## Problem description
Starting at the line that contains "What part of the image is the dry stacked" and ending with the line that contains "[545,168,650,179]", reproduce those items with "distant mountain ridge" changed to "far mountain ridge" and nothing else altered.

## Input rows
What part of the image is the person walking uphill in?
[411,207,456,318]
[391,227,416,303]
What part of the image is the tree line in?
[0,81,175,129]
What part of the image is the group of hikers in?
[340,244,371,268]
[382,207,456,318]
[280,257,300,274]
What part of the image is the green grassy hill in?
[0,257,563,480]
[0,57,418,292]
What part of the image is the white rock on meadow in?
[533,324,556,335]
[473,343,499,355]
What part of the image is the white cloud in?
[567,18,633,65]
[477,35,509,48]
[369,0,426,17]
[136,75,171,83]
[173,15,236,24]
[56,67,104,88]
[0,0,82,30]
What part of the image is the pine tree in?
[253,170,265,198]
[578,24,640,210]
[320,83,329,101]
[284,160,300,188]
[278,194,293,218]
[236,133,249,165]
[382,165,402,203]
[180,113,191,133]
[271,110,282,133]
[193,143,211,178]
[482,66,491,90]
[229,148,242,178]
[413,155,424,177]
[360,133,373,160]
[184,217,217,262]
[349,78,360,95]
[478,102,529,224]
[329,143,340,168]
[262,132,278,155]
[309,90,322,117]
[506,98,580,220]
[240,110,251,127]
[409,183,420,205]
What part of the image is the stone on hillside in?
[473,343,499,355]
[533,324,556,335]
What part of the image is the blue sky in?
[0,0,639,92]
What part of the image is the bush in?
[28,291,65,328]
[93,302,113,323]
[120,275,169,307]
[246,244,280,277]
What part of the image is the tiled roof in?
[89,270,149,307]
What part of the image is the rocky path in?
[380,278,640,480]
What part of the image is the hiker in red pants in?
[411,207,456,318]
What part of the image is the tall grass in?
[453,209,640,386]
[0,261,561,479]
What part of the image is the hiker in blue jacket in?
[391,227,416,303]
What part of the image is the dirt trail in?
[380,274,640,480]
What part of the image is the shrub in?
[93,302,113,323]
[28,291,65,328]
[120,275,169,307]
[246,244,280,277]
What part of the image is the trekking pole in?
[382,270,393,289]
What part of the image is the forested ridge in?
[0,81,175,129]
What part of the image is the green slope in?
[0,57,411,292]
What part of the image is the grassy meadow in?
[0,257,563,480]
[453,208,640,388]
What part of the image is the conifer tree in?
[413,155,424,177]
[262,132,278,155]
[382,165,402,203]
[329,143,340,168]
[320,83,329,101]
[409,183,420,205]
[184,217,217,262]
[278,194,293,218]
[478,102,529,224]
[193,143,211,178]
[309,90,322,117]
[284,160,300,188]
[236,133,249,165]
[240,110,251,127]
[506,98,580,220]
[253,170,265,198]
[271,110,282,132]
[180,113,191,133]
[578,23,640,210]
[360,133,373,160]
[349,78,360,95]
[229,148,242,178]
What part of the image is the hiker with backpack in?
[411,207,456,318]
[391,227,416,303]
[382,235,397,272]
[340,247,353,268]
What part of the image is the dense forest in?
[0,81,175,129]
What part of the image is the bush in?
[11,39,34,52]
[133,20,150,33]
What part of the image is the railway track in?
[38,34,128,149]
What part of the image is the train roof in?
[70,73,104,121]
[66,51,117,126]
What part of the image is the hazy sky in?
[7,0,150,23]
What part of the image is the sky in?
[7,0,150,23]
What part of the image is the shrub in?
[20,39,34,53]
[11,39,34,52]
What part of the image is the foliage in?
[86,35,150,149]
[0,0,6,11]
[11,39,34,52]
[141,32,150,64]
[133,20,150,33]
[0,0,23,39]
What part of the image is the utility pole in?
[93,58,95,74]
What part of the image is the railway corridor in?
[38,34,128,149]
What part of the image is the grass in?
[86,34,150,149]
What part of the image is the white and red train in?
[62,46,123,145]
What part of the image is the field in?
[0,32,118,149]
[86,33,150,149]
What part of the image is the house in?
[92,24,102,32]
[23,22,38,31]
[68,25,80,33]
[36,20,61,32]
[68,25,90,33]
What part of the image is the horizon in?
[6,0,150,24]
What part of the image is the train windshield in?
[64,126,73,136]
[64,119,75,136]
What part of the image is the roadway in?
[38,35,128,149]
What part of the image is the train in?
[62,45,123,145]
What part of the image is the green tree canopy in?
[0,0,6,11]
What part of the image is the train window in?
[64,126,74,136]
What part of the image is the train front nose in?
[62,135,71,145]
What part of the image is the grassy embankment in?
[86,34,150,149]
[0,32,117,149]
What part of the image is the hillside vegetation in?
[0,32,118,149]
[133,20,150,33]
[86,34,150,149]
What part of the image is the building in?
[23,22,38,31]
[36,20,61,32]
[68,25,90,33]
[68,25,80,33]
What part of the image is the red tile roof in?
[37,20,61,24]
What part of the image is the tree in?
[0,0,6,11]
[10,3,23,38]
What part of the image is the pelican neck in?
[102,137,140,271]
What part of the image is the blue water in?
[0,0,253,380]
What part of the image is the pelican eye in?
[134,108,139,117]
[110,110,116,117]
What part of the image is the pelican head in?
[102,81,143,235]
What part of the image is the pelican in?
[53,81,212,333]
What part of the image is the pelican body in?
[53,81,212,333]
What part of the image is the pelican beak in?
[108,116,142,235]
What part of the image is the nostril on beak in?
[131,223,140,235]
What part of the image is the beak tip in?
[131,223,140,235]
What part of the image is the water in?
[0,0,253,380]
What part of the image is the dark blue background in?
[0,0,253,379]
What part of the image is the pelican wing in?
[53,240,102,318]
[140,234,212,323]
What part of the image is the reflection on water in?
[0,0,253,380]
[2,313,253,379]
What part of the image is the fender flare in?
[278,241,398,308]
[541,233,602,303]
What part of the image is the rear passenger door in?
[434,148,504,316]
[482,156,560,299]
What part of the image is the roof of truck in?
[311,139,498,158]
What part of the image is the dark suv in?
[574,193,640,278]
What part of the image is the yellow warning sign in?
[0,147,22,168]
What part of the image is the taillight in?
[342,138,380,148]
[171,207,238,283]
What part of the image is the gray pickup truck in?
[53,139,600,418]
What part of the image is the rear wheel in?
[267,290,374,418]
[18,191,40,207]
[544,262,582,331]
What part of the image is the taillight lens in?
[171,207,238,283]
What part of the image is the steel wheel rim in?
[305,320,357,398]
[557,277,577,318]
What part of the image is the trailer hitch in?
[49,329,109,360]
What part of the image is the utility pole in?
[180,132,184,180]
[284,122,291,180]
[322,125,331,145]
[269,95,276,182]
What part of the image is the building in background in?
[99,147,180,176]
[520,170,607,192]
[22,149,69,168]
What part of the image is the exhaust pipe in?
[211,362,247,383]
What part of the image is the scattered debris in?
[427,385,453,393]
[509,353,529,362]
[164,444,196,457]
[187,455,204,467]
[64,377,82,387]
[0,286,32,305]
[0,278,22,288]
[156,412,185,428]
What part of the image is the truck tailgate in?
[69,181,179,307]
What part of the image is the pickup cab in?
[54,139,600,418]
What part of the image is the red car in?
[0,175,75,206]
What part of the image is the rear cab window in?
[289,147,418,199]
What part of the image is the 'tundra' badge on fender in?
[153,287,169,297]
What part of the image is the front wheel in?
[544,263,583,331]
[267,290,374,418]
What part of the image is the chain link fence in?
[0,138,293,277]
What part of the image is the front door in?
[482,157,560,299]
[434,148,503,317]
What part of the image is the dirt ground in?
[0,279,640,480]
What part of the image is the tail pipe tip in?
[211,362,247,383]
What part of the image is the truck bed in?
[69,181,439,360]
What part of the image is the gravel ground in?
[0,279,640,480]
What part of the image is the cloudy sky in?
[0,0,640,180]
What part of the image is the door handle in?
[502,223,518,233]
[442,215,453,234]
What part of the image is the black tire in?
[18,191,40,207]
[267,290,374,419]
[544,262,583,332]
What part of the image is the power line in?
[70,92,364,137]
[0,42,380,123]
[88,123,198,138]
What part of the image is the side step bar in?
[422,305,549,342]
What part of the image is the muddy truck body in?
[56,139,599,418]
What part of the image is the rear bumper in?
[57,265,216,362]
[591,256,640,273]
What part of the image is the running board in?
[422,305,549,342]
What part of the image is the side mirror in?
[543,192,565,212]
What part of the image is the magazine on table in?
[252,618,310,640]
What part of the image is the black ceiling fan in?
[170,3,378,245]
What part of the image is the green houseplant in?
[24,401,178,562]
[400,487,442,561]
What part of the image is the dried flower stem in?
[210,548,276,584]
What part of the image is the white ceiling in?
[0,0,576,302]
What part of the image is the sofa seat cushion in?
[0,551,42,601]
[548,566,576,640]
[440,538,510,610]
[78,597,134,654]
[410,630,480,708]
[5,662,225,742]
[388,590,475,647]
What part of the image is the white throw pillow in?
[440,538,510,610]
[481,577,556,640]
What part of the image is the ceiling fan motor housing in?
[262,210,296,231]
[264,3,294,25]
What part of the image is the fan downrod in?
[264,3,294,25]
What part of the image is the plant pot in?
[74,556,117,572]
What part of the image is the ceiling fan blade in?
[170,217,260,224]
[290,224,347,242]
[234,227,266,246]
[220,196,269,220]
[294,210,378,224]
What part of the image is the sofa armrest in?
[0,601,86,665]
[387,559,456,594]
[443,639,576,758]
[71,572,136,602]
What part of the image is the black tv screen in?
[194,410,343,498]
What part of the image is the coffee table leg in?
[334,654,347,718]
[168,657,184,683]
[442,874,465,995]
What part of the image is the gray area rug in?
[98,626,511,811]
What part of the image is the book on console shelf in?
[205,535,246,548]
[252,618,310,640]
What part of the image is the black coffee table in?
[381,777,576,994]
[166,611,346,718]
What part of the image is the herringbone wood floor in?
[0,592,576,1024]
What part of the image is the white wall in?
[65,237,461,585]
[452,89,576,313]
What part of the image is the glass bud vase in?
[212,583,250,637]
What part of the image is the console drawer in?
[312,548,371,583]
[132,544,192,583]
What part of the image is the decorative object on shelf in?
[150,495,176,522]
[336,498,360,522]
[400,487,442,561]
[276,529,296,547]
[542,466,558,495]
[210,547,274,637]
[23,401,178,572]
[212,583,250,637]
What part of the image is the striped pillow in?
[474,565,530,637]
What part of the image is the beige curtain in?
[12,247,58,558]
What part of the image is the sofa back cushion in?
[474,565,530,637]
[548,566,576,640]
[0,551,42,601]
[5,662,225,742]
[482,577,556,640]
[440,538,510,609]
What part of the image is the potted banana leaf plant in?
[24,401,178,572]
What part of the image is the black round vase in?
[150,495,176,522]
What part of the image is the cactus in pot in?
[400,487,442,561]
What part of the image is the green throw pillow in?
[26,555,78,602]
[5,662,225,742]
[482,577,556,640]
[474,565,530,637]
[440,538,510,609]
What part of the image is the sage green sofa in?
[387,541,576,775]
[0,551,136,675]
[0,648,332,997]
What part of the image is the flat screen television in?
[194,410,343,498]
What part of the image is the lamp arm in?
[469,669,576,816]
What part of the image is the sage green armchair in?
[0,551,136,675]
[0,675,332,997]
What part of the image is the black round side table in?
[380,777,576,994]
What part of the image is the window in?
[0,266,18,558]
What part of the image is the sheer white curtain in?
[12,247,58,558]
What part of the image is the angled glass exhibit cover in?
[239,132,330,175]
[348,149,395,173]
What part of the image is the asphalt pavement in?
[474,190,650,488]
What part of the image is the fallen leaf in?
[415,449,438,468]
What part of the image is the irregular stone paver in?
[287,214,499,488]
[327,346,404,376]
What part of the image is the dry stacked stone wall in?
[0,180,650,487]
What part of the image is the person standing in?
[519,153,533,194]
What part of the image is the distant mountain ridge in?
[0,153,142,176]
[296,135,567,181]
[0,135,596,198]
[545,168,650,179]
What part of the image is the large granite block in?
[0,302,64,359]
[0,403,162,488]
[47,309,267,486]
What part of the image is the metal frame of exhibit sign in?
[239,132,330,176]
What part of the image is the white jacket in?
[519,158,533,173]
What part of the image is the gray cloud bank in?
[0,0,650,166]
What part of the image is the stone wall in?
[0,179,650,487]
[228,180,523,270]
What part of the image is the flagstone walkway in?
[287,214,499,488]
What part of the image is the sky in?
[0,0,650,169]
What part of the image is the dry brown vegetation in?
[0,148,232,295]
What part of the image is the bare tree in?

## Output of the task
What part of the image is the dry stacked stone wall in?
[0,180,650,487]
What part of the image is the person standing in?
[519,153,533,194]
What part of the image is the far mountain ridge in?
[0,153,142,176]
[296,135,567,181]
[0,135,596,198]
[545,168,650,179]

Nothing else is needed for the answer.